EXCERPTED TEXT start

It does have provisions for Exif data, the same it has for all other metadata: you enter each item with the right name and type. Simply embedding an opaque binary blob with TIFF tag encoding is a very heavy-handed approach that is not idiomatic OpenEXR.

lgritz commented 1 year ago

As an example, OpenImageIO has no trouble whatsoever doing a round trip of JPEG -> OpenEXR -> JPEG (or TIFF, or whatever) while preserving all the Exif metadata.

peterhillman commented 1 year ago

EXIF carries a lot of maker-specific esoteric data that's useful to carry in a pipeline for tracking. Running a JPEG I have through exiftool lists the state of each autofocus sensor. Round-tripping that between OpenEXR attributes and EXIF tags will be tricky, since both reader and writer need to understand every piece of data carried by EXIF and use a common translation scheme between OpenEXR attributes and EXIF tags/enum values. (For what it's worth, oiiotool didn't round trip the autofocus data)

The drawback to encouraging EXIF to be carried in OpenEXR as a blob is that a convention may emerge where important metadata is only carried in EXIF, not in the equivalent OpenEXR standard attribute, because it's "too much effort" to parse the EXIF when writing a file. It would be unfortunate if software was considered broken because it was using standard attributes for metadata instead of EXIF tags. There's a danger that every tool that reads or writes OpenEXR files has to double up reading and writing both standard attributes and EXIF tags, with its own method of resolving conflicts between the two.

EXCERPTED TEXT end

_WHAT THIS EXERCISE ASKS_
[a] Answer these from the forum thread on Exif metadata in OpenEXR, one per line:
(i) What approach does the thread call heavy-handed and not idiomatic OpenEXR?
(ii) Which round trip can OpenImageIO do while preserving all the Exif metadata?
(iii) What data did oiiotool fail to round trip?
[b] Return the passage of the forum thread on Exif metadata in OpenEXR starting with "EXIF carries a" and going on through "the autofocus data)".
[c] Write the next part of the forum thread on Exif metadata in OpenEXR, beginning after its last sentence.
The records come from a different source than the forum thread.

RECORD EXCERPTS start

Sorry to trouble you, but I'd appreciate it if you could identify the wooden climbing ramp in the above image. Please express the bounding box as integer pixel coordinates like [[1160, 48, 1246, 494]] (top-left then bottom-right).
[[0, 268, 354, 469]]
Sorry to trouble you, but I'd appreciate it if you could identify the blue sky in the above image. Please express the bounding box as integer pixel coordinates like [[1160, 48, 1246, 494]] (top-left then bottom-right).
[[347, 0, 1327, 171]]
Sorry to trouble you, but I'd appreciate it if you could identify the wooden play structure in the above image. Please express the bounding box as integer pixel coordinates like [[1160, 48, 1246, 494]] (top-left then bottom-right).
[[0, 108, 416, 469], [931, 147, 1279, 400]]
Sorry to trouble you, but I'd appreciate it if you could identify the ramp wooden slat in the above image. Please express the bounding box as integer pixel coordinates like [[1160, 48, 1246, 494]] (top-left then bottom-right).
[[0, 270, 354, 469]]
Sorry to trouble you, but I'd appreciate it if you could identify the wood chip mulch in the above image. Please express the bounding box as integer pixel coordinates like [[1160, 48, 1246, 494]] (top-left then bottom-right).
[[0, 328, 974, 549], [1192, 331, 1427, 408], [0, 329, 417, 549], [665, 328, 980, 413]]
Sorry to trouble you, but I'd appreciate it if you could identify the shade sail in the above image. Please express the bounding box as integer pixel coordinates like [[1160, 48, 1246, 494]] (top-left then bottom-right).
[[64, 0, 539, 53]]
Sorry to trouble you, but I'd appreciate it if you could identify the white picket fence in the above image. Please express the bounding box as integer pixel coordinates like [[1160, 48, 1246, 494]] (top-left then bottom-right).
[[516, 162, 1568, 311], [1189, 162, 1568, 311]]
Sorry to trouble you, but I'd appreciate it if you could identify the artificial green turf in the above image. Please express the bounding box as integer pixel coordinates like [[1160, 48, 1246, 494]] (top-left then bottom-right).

RECORD EXCERPTS end

_RESULTS OF THE EXERCISE_
[a]
(i) Embedding an opaque binary blob with TIFF tag encoding.
(ii) JPEG -> OpenEXR -> JPEG (or TIFF, or whatever).
(iii) The autofocus data.

[b]
EXIF carries a lot of maker-specific esoteric data that's useful to carry in a pipeline for tracking. Running a JPEG I have through exiftool lists the state of each autofocus sensor. Round-tripping that between OpenEXR attributes and EXIF tags will be tricky, since both reader and writer need to understand every piece of data carried by EXIF and use a common translation scheme between OpenEXR attributes and EXIF tags/enum values. (For what it's worth, oiiotool didn't round trip the autofocus data)

[c]
Perhaps standard OpenEXR attributes should be added to support any remaining "standard" EXIF tags - the ones OpenImageIO recognizes - and an exifdata attribute used to store the rest as a blob, with the OpenEXR library itself understanding the equivalence between EXIF tags and EXR standard attributes and doing the conversion. So, header.setFromExif() would set multiple attributes, and header.getAsExif() would compile EXIF data from multiple attributes including the exifdata blob, ready for processing using an external library. That's solution is obviously a lot more work than just making an EXIF blob attribute, but I worry that a less structured solution will cause major issues in the future.

lgritz commented 1 year ago

OpenImageIO understands (and will read and write via the usual OpenEXR attribute mechanism) all the "standard" Exif fields. The parts it doesn't understand is the "Maker Note", which is a blob within the blob, and differs so much from camera to camera that it's kind of a nightmare to keep up with.

OIIO has some code that will encode/decode the main Exif TIFF-format blob that we should feel free to steal and adapt.

kmilos commented 1 year ago

Makernote blobs are a "standard" part of the Exif spec (while what's inside it is obviously not) and cannot be just ignored/discarded. IMHO a partial solution is not something I would like to support. So even if you insist on reinterpreting all of the known Exif fields to EXR attributes and back, there is still a need to at least store the Makernote as a binary blob...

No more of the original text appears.